EXERCISE:
All of the data should be restated word for word.

### INFORMATION GIVEN ###

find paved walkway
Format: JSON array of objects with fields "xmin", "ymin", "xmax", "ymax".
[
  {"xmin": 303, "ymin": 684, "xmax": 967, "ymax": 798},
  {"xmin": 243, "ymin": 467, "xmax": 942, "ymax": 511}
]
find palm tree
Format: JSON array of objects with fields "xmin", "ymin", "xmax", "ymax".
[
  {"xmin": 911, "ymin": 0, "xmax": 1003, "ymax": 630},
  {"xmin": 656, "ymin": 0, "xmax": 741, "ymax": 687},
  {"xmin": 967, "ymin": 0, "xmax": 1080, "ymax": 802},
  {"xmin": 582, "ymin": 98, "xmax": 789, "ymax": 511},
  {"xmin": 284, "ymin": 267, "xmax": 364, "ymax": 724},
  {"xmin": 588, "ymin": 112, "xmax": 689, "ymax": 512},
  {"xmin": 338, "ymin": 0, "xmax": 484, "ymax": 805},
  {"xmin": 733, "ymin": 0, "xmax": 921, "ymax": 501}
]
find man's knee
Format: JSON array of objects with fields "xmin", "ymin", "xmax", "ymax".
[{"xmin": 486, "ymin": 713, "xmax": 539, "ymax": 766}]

###

SOLVED EXERCISE:
find paved walkway
Format: JSON array of objects with fields "xmin", "ymin", "xmax", "ymax".
[
  {"xmin": 303, "ymin": 684, "xmax": 967, "ymax": 798},
  {"xmin": 243, "ymin": 467, "xmax": 942, "ymax": 511}
]
find palm tree
Format: JSON array of objects with fields "xmin", "ymin", "xmax", "ymax".
[
  {"xmin": 911, "ymin": 0, "xmax": 1003, "ymax": 630},
  {"xmin": 656, "ymin": 0, "xmax": 741, "ymax": 687},
  {"xmin": 967, "ymin": 0, "xmax": 1080, "ymax": 802},
  {"xmin": 582, "ymin": 98, "xmax": 789, "ymax": 511},
  {"xmin": 284, "ymin": 267, "xmax": 364, "ymax": 724},
  {"xmin": 588, "ymin": 112, "xmax": 689, "ymax": 512},
  {"xmin": 338, "ymin": 0, "xmax": 484, "ymax": 805},
  {"xmin": 733, "ymin": 0, "xmax": 921, "ymax": 501}
]
find man's knee
Format: JSON array of objects with fields "xmin", "ymin", "xmax", "ymax".
[{"xmin": 486, "ymin": 713, "xmax": 539, "ymax": 766}]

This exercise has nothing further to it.